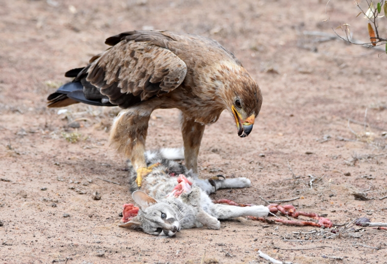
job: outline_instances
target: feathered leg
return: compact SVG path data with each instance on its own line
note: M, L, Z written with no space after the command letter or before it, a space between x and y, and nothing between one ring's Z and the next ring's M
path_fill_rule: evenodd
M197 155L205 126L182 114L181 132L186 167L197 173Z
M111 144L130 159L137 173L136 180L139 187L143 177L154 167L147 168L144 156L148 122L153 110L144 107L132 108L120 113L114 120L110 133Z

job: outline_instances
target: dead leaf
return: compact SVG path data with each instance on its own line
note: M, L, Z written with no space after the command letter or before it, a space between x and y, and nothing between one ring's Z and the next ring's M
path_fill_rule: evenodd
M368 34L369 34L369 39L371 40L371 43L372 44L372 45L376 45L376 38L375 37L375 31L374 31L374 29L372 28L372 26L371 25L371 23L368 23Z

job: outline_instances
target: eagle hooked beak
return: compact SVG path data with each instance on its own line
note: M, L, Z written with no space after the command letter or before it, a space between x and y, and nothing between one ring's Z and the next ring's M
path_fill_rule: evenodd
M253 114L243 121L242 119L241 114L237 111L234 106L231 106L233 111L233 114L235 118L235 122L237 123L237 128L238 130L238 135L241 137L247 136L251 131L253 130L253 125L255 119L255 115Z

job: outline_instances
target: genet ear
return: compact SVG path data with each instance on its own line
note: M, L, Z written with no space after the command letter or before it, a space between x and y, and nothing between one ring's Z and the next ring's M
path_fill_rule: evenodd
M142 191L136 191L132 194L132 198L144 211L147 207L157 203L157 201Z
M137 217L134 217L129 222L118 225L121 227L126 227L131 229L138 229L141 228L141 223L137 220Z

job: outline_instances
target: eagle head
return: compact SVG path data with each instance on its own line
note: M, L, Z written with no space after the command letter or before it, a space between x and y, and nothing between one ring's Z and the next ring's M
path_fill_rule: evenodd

:::::

Task objective. Please write out the listing above, every line unchanged and in order, leaving out the pictures.

Correct response.
job: outline_instances
target: feathered leg
return: compact SVG path data with each instance on its own line
note: M, L, Z written with no space after the command letter or before it, a space between x and y, and nothing between one ring's Z and the next ring's M
path_fill_rule: evenodd
M197 155L205 126L182 114L181 132L186 167L197 173Z
M111 144L130 159L137 173L136 180L139 187L143 177L154 167L147 168L144 156L148 122L153 110L144 107L132 108L120 113L114 120L110 133Z

job: outline_instances
target: dead leaf
return: compact SVG path data with each instance on its own line
note: M, L, Z written with no space after the command letter or before it, a space between x and y, and nothing between one ring's Z and the next ring's M
path_fill_rule: evenodd
M368 34L369 34L369 39L371 40L371 43L372 44L372 45L376 45L376 38L375 37L375 31L374 31L374 29L372 28L372 26L371 25L371 23L368 23Z

job: outline_instances
target: eagle hooked beak
return: compact SVG path data with each instance on its own line
note: M, L, Z written with no space after the command letter or before it, a space between x and y, and nothing between one ring's Z and the next ring's M
path_fill_rule: evenodd
M253 114L243 121L242 119L241 114L237 111L234 106L231 106L233 111L233 114L235 118L235 122L237 123L237 128L238 130L238 135L241 137L247 136L251 131L253 130L253 125L255 119L255 115Z

job: outline_instances
target: genet ear
return: compact SVG path data with each instance on its own line
note: M, L, Z written with no space after the command letter or before it, a space between x and y, and nothing between one ring's Z and the next ring's M
path_fill_rule: evenodd
M142 191L136 191L132 194L132 198L144 211L147 207L157 203L157 201Z
M137 217L134 217L129 222L118 225L121 227L126 227L131 229L138 229L141 228L141 223L137 220Z

job: outline_instances
target: eagle head
return: compact SVG path data with each instance on its own line
note: M, L, Z written with no space after the command letter or before it, a space between x and y, and nothing between one ring's Z and the next ring's M
path_fill_rule: evenodd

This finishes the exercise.